WHAT IS EXPECTED
How many lines in the rows below contain the string "clicks"? Reply with the number alone.

-- DATASET EXCERPTS follows --

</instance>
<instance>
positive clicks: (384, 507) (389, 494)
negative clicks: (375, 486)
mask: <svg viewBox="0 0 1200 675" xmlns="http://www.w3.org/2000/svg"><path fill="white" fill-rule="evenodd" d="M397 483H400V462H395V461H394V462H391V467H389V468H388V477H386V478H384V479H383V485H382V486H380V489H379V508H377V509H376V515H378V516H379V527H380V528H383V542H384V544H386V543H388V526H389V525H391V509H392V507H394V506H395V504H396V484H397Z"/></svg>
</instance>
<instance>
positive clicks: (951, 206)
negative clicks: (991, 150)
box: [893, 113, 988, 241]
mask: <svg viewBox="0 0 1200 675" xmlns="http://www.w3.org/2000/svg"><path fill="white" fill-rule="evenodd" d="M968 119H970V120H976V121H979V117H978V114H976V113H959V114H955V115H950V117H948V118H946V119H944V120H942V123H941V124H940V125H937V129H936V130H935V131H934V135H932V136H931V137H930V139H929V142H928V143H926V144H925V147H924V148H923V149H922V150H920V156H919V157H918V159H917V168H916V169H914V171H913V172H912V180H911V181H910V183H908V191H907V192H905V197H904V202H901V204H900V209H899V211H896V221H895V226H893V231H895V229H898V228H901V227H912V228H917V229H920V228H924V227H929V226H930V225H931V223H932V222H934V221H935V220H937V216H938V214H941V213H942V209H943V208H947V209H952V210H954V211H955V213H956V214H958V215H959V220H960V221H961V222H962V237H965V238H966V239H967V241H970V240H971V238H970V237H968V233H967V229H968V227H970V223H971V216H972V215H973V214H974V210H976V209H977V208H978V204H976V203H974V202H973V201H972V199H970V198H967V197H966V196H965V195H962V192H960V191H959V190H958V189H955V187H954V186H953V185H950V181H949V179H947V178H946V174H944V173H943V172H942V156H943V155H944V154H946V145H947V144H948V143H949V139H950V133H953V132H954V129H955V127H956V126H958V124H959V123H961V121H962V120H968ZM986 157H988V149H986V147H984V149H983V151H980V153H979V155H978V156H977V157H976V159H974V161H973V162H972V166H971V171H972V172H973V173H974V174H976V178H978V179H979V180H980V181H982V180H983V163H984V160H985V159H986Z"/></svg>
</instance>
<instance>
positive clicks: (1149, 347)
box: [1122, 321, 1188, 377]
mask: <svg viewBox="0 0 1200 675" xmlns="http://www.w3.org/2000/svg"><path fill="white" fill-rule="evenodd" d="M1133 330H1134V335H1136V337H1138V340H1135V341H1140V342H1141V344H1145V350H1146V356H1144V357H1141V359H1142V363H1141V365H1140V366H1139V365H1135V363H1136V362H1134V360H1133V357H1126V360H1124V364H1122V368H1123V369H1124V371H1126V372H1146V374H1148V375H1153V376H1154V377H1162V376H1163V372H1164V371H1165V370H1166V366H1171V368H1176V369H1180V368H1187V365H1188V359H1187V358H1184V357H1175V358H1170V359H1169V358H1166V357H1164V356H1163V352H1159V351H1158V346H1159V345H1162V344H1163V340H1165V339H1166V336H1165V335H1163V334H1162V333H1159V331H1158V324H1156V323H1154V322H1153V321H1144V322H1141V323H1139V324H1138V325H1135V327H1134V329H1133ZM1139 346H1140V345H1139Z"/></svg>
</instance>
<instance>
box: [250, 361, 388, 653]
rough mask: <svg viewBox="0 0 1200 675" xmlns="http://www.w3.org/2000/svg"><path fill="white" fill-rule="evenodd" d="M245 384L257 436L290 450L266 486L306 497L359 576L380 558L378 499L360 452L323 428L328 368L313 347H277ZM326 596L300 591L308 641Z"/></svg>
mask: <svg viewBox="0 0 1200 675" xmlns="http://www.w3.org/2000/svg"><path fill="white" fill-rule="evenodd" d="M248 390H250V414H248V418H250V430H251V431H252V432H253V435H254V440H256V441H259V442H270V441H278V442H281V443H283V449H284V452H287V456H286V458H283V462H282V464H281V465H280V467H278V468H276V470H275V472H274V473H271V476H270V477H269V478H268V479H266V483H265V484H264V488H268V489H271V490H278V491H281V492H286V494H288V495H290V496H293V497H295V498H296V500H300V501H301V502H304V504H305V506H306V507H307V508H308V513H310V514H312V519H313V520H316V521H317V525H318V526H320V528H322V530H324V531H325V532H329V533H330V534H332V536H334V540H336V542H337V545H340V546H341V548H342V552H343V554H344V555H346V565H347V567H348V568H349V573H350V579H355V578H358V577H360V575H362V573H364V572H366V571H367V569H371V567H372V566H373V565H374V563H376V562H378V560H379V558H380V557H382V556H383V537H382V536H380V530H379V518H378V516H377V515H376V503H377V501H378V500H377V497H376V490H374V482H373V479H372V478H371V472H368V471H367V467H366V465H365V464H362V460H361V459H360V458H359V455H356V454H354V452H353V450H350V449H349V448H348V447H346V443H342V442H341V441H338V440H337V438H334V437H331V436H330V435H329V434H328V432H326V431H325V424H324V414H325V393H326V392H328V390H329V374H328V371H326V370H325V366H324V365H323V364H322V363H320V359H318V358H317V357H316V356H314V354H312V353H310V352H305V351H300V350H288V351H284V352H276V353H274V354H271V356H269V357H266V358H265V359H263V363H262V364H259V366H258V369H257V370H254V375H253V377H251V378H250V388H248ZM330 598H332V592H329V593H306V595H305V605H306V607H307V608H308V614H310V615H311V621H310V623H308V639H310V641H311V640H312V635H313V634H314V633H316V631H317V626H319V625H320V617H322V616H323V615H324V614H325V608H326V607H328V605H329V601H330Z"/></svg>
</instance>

-- DATASET EXCERPTS concluded --

REPLY TO THE TASK
5